* INPUT ROWS:

▼▼▼

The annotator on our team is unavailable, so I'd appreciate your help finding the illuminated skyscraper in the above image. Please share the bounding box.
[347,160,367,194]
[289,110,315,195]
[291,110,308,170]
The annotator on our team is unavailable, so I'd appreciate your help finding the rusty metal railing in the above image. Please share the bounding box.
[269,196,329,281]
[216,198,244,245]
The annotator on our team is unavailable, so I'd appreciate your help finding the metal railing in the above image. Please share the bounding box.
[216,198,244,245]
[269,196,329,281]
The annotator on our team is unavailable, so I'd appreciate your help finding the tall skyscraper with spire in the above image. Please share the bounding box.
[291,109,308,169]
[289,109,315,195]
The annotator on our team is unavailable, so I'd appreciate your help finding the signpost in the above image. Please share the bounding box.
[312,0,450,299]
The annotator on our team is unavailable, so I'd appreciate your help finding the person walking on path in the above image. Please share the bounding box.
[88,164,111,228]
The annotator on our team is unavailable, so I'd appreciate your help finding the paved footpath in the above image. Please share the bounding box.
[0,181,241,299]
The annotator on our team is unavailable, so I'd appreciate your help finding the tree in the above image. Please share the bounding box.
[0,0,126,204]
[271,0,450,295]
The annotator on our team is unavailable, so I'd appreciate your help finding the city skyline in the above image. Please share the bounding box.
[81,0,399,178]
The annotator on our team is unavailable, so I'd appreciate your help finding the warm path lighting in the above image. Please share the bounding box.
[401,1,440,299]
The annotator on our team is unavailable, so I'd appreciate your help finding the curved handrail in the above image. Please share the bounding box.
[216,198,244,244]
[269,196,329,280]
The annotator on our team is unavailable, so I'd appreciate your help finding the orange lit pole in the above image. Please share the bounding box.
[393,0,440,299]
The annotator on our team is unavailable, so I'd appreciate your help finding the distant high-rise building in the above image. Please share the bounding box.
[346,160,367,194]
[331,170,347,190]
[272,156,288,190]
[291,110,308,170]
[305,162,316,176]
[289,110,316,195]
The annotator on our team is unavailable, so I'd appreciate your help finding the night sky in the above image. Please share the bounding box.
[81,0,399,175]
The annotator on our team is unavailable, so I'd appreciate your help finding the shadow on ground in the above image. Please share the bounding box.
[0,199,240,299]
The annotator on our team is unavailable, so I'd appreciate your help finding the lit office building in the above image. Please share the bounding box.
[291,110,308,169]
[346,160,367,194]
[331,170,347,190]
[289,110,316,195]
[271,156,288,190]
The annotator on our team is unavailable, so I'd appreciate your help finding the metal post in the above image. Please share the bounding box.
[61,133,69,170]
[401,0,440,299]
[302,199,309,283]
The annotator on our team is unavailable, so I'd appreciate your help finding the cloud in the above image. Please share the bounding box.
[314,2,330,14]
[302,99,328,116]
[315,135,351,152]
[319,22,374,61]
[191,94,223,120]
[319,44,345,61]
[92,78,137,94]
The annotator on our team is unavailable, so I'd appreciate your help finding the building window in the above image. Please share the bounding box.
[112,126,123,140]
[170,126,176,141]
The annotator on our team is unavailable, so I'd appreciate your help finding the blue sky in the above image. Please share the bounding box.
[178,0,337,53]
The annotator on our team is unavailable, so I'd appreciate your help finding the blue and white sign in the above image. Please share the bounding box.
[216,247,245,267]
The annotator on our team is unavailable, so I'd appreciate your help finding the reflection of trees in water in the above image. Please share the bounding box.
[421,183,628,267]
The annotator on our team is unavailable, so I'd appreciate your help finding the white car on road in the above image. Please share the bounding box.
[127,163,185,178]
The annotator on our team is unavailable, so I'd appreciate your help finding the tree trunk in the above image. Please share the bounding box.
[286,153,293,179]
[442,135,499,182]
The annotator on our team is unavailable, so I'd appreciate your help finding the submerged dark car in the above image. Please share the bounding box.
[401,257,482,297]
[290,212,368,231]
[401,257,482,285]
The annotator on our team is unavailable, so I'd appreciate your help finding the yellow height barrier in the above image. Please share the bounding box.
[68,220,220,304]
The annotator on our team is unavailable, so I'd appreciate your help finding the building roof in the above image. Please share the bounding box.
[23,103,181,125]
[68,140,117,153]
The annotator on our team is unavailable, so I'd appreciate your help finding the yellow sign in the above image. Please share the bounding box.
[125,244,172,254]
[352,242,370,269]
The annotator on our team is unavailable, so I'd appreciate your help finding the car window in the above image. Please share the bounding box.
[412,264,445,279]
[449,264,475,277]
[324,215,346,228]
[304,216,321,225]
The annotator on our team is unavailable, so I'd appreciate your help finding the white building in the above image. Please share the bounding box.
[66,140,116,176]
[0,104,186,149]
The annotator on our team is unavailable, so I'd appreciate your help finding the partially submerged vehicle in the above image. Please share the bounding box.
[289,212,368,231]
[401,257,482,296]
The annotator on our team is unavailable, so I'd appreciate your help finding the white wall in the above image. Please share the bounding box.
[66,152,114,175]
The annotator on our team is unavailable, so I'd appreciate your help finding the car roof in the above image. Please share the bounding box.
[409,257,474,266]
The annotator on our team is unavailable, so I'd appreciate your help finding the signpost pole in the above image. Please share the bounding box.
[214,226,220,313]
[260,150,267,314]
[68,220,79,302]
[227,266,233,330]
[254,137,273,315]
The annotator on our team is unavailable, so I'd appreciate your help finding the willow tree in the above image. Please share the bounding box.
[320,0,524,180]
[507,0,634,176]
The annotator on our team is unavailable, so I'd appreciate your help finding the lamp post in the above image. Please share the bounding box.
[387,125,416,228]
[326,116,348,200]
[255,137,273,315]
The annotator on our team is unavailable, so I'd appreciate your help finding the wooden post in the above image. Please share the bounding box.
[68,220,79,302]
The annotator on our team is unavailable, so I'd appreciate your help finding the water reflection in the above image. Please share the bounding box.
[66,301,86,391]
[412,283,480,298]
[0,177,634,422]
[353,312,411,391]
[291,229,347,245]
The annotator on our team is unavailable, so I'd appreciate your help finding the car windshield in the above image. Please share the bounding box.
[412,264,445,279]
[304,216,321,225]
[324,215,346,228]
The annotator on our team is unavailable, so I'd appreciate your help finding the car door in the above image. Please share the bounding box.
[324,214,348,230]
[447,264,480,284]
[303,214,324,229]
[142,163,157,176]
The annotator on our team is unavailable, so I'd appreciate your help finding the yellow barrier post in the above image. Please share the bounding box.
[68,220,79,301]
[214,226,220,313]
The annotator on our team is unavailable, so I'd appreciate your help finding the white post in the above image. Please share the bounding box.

▲▲▲

* GOAL: Rewrite all the records above as a numbered list and leave out any blank lines.

* RESPONSE:
1. The annotator on our team is unavailable, so I'd appreciate your help finding the illuminated skyscraper in the above image. Please share the bounding box.
2. [347,160,367,194]
3. [289,110,315,195]
4. [291,110,308,170]
5. The annotator on our team is unavailable, so I'd appreciate your help finding the rusty metal railing in the above image. Please share the bounding box.
6. [269,196,329,281]
7. [216,198,244,245]
8. The annotator on our team is unavailable, so I'd appreciate your help finding the metal railing in the above image. Please share the bounding box.
9. [216,198,244,245]
10. [269,196,329,281]
11. The annotator on our team is unavailable, so I'd appreciate your help finding the tall skyscraper with spire in the above image. Please share the bounding box.
12. [291,109,308,169]
13. [289,109,315,195]
14. The annotator on our team is unavailable, so I'd appreciate your help finding the signpost in the above image. Please share the bounding box.
15. [312,0,450,299]
16. The annotator on our team is unavailable, so I'd appreciate your help finding the person walking on path in the above image. Please share the bounding box.
17. [88,164,111,228]
18. The annotator on our team is unavailable, so I'd appreciate your help finding the paved footpath in the above image. Please share the bounding box.
19. [0,181,241,299]
20. The annotator on our team is unavailable, so I'd appreciate your help finding the tree in the above image. Please share the bounding box.
21. [0,0,126,204]
22. [271,0,450,295]
23. The annotator on our team is unavailable, so I'd appreciate your help finding the city skyline in the above image. Please share the bounding box.
24. [81,0,399,178]
25. The annotator on our team is unavailable, so I'd appreciate your help finding the warm path lighting in the above image. Please share the bounding box.
26. [401,1,440,299]
27. The annotator on our team is unavailable, so I'd appreciate your help finding the curved handrail in the above image. Please share the bounding box.
28. [216,198,244,244]
29. [269,196,329,280]
30. The annotator on our team is unavailable, so I'd appreciate your help finding the orange lit pole in the above image. Please share the bounding box.
31. [393,0,440,299]
32. The annotator on our team is unavailable, so I'd appreciate your help finding the distant high-rise building in the above image. Please share the bounding box.
33. [346,160,367,194]
34. [331,170,347,190]
35. [272,156,288,190]
36. [291,110,308,170]
37. [305,162,316,176]
38. [289,110,316,195]
39. The annotator on our team is unavailable, so I'd appreciate your help finding the night sky in the above image. Please share the bounding box.
40. [81,0,399,175]
41. The annotator on our team is unavailable, so I'd appreciate your help finding the shadow on ground in the above image. Please share the bounding box.
42. [0,199,240,299]
43. The annotator on our team is unavailable, so I'd appreciate your help finding the lit office building in the above image. Please share the bounding box.
44. [291,110,308,169]
45. [346,160,367,194]
46. [331,170,347,190]
47. [289,110,316,195]
48. [271,156,288,190]
49. The annotator on our team is unavailable, so I'd appreciate your help finding the metal post in the above image. Please share the bounding box.
50. [61,133,69,170]
51. [401,0,440,299]
52. [302,199,309,283]
53. The annotator on our team is unavailable, so I'd appreciate your help finding the cloud in the above image. Please share the bounding box.
54. [314,2,330,14]
55. [302,99,328,116]
56. [315,135,351,152]
57. [319,22,374,61]
58. [191,94,223,120]
59. [319,44,345,61]
60. [92,78,137,94]
61. The annotator on our team is unavailable, so I'd appreciate your help finding the building window in the above image. Please share the bounding box.
62. [112,126,123,140]
63. [170,126,176,141]
64. The annotator on our team is unavailable, so I'd appreciate your help finding the blue sky in the above image. Please share the bounding box.
65. [178,0,337,53]
66. The annotator on our team is unavailable, so I'd appreciate your help finding the blue and white sign in the above image. Please share the bounding box.
67. [216,247,245,267]
68. The annotator on our team is unavailable, so I'd appreciate your help finding the reflection of trees in water in the above image. Please share the bounding box.
69. [421,183,628,267]
70. The annotator on our team is unavailable, so I'd appreciate your help finding the white car on road in the above image. Please share the bounding box.
71. [127,163,185,178]
72. The annotator on our team is unavailable, so I'd appreciate your help finding the tree trunk in the above image. Please share the bounding box.
73. [286,153,293,179]
74. [442,135,499,182]
75. The annotator on our team is unavailable, so I'd appreciate your help finding the submerged dark car in the above image. Please share the bounding box.
76. [401,257,482,297]
77. [290,212,368,231]
78. [401,257,482,285]
79. The annotator on our team is unavailable, so I'd appreciate your help finding the yellow height barrier in the above image. Please share the bounding box.
80. [68,220,220,304]
81. The annotator on our team is unavailable, so I'd appreciate your help finding the building roof in the above image. Please share the bounding box.
82. [23,103,181,125]
83. [68,140,117,153]
84. The annotator on our team is unavailable, so I'd appreciate your help finding the yellow sign in the above image. Please share the bounding box.
85. [125,244,172,254]
86. [352,242,370,269]
87. The annotator on our team is unavailable, so I'd appreciate your help finding the car window in the above image. Please share the bounding box.
88. [412,264,445,279]
89. [449,264,475,277]
90. [324,215,346,228]
91. [304,216,321,225]
92. The annotator on our team is unavailable, so I'd appreciate your help finding the white building in the above image. Please share the bounding box.
93. [66,140,116,176]
94. [0,104,186,149]
95. The annotator on our team is unavailable, so I'd appreciate your help finding the partially submerged vehicle in the above image. Please share the bounding box.
96. [289,212,368,231]
97. [401,257,482,296]
98. The annotator on our team is unavailable, so I'd appreciate your help finding the white wall in the above image. Please share the bounding box.
99. [66,152,114,175]
100. The annotator on our team is unavailable, so I'd appreciate your help finding the car roof in the above image. Please share the bounding box.
101. [409,257,474,266]
102. The annotator on our team is unavailable, so I'd appreciate your help finding the signpost pole in the above image. Please share the bounding box.
103. [214,226,220,313]
104. [260,150,267,314]
105. [68,220,79,302]
106. [227,266,233,330]
107. [254,137,273,315]
108. The annotator on our team is unavailable, so I'd appreciate your help finding the willow tree in the above image. Please share the bounding box.
109. [320,0,524,180]
110. [507,0,634,176]
111. The annotator on our team is unavailable, so I'd appreciate your help finding the lamp post in the above image. Please share the bounding box.
112. [387,125,416,228]
113. [326,116,348,200]
114. [255,137,273,315]
115. The annotator on our team is unavailable, so I'd appreciate your help finding the wooden post in the above image. Please share the bounding box.
116. [68,220,79,302]
117. The annotator on our team is unavailable, so I'd appreciate your help finding the water reflection in the above image. Please share the bounding box.
118. [66,301,86,391]
119. [412,283,480,298]
120. [0,177,634,422]
121. [353,312,411,391]
122. [291,229,347,245]
123. The annotator on our team is unavailable, so I'd appreciate your help finding the car windshield in the above image. Please share the bounding box.
124. [412,264,445,279]
125. [304,216,321,225]
126. [324,215,346,228]
127. The annotator on our team is unavailable, so I'd appreciate your help finding the car door in the above image. Please share the bounding box.
128. [324,214,348,230]
129. [447,264,480,284]
130. [303,214,324,229]
131. [142,163,157,176]
132. The annotator on our team is unavailable, so I'd appreciate your help finding the yellow barrier post in the above image. Please share the bounding box.
133. [68,220,79,301]
134. [214,226,220,313]
135. The annotator on our team is unavailable, so I'd appreciate your help finding the white post in the above image. Please share the bounding box.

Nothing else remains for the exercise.